──────── Data entries ────────
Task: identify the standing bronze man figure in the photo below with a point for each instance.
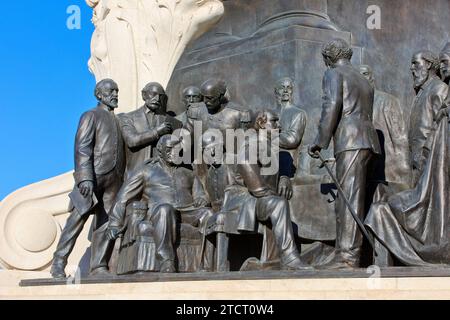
(99, 169)
(142, 128)
(347, 116)
(431, 94)
(390, 170)
(191, 95)
(293, 125)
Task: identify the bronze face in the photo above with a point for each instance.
(191, 95)
(155, 97)
(420, 69)
(284, 90)
(445, 66)
(367, 72)
(108, 94)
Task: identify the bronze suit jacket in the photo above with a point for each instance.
(99, 146)
(347, 111)
(139, 132)
(429, 100)
(156, 184)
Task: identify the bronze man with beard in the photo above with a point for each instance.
(99, 168)
(190, 95)
(293, 125)
(254, 191)
(390, 172)
(142, 128)
(431, 93)
(347, 116)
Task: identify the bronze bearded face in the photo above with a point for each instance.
(420, 69)
(445, 66)
(108, 94)
(284, 90)
(155, 97)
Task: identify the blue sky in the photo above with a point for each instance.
(45, 86)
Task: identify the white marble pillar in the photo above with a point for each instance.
(135, 42)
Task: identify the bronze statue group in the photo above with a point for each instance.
(155, 214)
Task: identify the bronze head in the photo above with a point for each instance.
(155, 97)
(336, 50)
(191, 95)
(169, 147)
(444, 58)
(284, 90)
(367, 72)
(424, 64)
(214, 94)
(107, 93)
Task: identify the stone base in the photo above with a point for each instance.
(393, 283)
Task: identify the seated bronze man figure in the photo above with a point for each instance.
(252, 196)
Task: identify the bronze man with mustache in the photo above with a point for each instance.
(143, 128)
(99, 168)
(431, 94)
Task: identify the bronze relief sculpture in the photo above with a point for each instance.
(99, 169)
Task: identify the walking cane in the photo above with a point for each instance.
(347, 202)
(202, 253)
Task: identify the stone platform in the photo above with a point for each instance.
(386, 283)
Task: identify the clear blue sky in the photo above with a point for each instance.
(45, 86)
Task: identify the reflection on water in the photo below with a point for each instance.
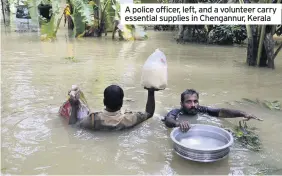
(36, 77)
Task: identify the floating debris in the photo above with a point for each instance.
(71, 59)
(274, 105)
(246, 136)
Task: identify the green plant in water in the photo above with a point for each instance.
(272, 105)
(247, 137)
(47, 30)
(72, 59)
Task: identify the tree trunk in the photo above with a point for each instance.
(252, 47)
(269, 49)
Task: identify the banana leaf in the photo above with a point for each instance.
(246, 136)
(82, 16)
(48, 30)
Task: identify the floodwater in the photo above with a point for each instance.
(36, 78)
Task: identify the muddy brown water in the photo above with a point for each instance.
(36, 77)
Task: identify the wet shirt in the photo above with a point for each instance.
(201, 109)
(113, 120)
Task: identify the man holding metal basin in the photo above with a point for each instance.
(190, 106)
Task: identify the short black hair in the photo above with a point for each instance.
(113, 97)
(188, 92)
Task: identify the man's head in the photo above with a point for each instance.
(190, 101)
(113, 97)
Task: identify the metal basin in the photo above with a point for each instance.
(202, 143)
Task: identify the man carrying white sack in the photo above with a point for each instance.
(111, 118)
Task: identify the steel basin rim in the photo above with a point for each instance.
(215, 149)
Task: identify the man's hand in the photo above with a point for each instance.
(247, 117)
(184, 126)
(151, 89)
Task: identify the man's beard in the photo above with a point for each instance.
(191, 111)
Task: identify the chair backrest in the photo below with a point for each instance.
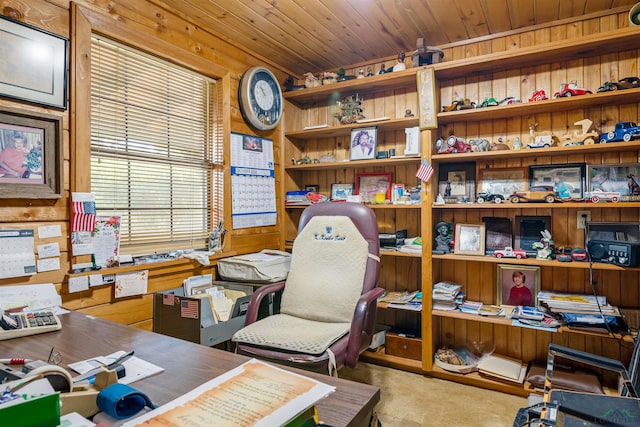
(330, 262)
────────
**Task**
Convert all the rows above into a two-column CSV headed "instruction" and "points", one line per instruction, with each value in a single quoted field and line breaks replaced by spaces. Leave out the pictures.

**Final result**
instruction,points
"Task: identify the standing bronze man figure in the photo below with a point for each instance.","(99, 169) (142, 128) (347, 116) (431, 94) (390, 170) (191, 95) (293, 125)"
"Task: identify the bronze face in the photo above with a point for each instance.","(191, 95) (155, 97) (420, 69) (284, 90) (445, 66) (367, 72) (108, 94)"
"Task: identify the bronze suit jacket in the photo above with a point for each instance.","(99, 146) (347, 111) (139, 132) (429, 100) (156, 184)"
"Task: identify the bronze man with beard in the photo above with a point for each instance.","(99, 168) (190, 95) (293, 125) (254, 191) (390, 172) (142, 128) (431, 93) (347, 116)"
"Task: identify the bronze bearded face in the photo above with a point for each instance.","(420, 69) (445, 66) (108, 94) (284, 90) (155, 97)"
"Task: identify the blue sky in the photo above with a point for each instance.","(45, 86)"
"Task: identify the white marble pillar in the photo above with a point for each instance.","(135, 42)"
"Task: identify the bronze statue group in the photo above with a point for each instance.","(155, 214)"
"Task: identify the bronze head in the photo above with a point for each instance.","(155, 97) (336, 50) (191, 95) (169, 147) (444, 58) (284, 90) (367, 72) (424, 64) (214, 94) (107, 93)"
"Task: identify the stone base in the photo above with a point for each instance.","(393, 283)"
"Task: identify the seated bronze man figure in the photo above with a point for each instance.","(252, 196)"
"Task: identify the bronze man with mustache in the photo above with a point for each instance.","(143, 128) (99, 168) (431, 94)"
"Task: identify the bronze relief sculpture in the photo above with a point for each instance.","(99, 169)"
"Task: identify the walking cane in the photo above with a point for each instance.","(347, 202) (202, 253)"
"Task: identify the stone platform in the photo above with a point for each instance.","(386, 283)"
"Task: identify the clear blue sky in the photo above with a point for each instance.","(45, 86)"
"Task: identify the reflection on water in the photo below with a point for each instance.","(36, 77)"
"Task: identify the floating debris in the photo above with a point for each instance.","(71, 59) (274, 105) (246, 136)"
"Task: identify the green plant in water in the photo above with a point for each instance.","(272, 105) (247, 137) (47, 30) (72, 59)"
"Task: identify the tree trunk in the photo above with a point for each instance.","(252, 47) (269, 49)"
"Task: identify the banana leaf in the photo above with a point for each instance.","(246, 136) (82, 16) (48, 30)"
"Task: identify the floodwater in the photo above with a point for each instance.","(36, 78)"
"Task: identify the muddy brown water in the photo above with a point for each instance.","(36, 77)"
"Task: identify the wet shirt in the photo above with a point for each instance.","(201, 109) (113, 120)"
"Task: identify the man holding metal basin in the photo above with a point for each instance.","(190, 106)"
"Task: identify the short black hair in the photo above with a point for each instance.","(113, 97) (188, 92)"
"Task: identify the man's head in the photo above with a point for each instance.","(190, 101) (113, 97)"
"Task: identify the metal basin in the photo above with a point for each instance.","(202, 143)"
"Task: identify the man carrying white sack in the photo above with a point for each instance.","(111, 118)"
"Task: identify the steel basin rim in the photo above with a point for each instance.","(215, 149)"
"Task: identify the man's hand in the photo above with a point for each instance.","(247, 117) (184, 126) (151, 89)"
"Task: identify the man's beard in the photo above with a point for each instance.","(191, 111)"
"Task: identify the chair backrest in the photo below with a point for each instance.","(330, 262)"